▶ [TEKS SUMBER]:
Saya Sulfiana Salam, Staf Tata Usaha di Rumah Sakit Umum Daerah Wahidin Sudirohusodo. Saya menulis testimoni ini, sejak saya terpapar virus corona atau Covid-19. Virus ini nyata ada, dan sangat mudah penyebarannya.
Covid-19 ini tidak main-main, mudah menyebar dan bisa mengancam nyawa setiap orang. Buktinya saya mengalaminya: saya terpapar Covid-19. Saya pun tidak tahu, awalnya saya terinfeksi Covid-19, dapat di mana. Padahal saya termasuk orang yang patuh terhadap protokol kesehatan: rajin pakai masker dan cuci tangan dengan sabun.
Tapi bisa jadi, saya pernah lalai. Atau terinfeksi dari orang yang tidak memiliki gejala. Yang pasti kita harus tetap disiplin. Jangan sentuh wajah dengan tangan sebelum cuci tangan pakai sabun atau hand sanitizer. Terutama tidak menyentuh bagian hidung, mulut atau mata.

▶ [SOAL LATIHAN]:
1 > Sebutkan semua bagian wajah yang menurut testimoni tentang Covid-19 terutama tidak boleh disentuh.
2 > Lanjutkan testimoni tentang Covid-19 mulai setelah kalimat terakhirnya.
Baris-baris di bawah ini tidak digunakan dalam pengerjaan apa pun.

▶ [DATA YANG DISEDIAKAN]:
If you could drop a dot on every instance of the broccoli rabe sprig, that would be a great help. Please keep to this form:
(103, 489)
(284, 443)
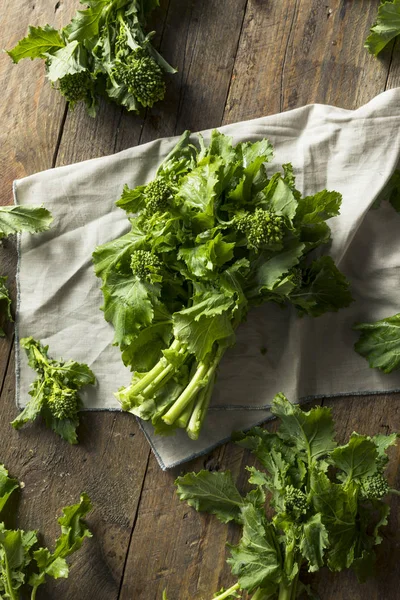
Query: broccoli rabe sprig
(212, 235)
(55, 391)
(104, 51)
(24, 564)
(263, 229)
(327, 503)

▶ [JAWABAN YANG DIHARAPKAN]:
1 > Hidung, mulut, dan mata.

2 >
Beberapa kasus covid-19 gejalanya tidak sama. Ada yang antibodinya kuat dan sembuh begitu saja, contohnya Orang Tanpa Gejala (OTG) yang tidak terkonfirmasi. Ada juga OTG yang terkonfirmasi, misalnya perawat dan dokter yang lepas tugas atau baru mau bertugas.
Saya termasuk pasien Covid-19 yang bergejala. Awalnya: hanya flu biasa, demam dan batuk. Selama tiga hari di rumah beristirahat, saya tetap memakai masker. Makan mulai tidak enak, semakin sering batuk (kering) dan mulai mengganggu pernapasan. Dada saya sesak, seperti ditarik jika batuk.
Akhirnya, karena gejalanya semakin mengganggu, maka saya melakukan pemeriksaan Swab. Ternyata: positif!
Setelah hasil swab saya dinyatakan positif, saya menangis dan tidak menerima apa yang terjadi, karena saya sudah mengikuti protokol kesehatan dengan patuh.
Saya masuk rumah sakit untuk dirawat, 22 Juli 2020. Hasil ct scan thorax typical covid-19, banyak bercak putih di paru-paru saya, saturasi hanya 92 dan hasil pemeriksaan darah arteri kekurangan oksigen dalam darah dan merasa agak sesak, akhirnya dibantu O2, selama 3 hari menghabiskan 2 tabung besar.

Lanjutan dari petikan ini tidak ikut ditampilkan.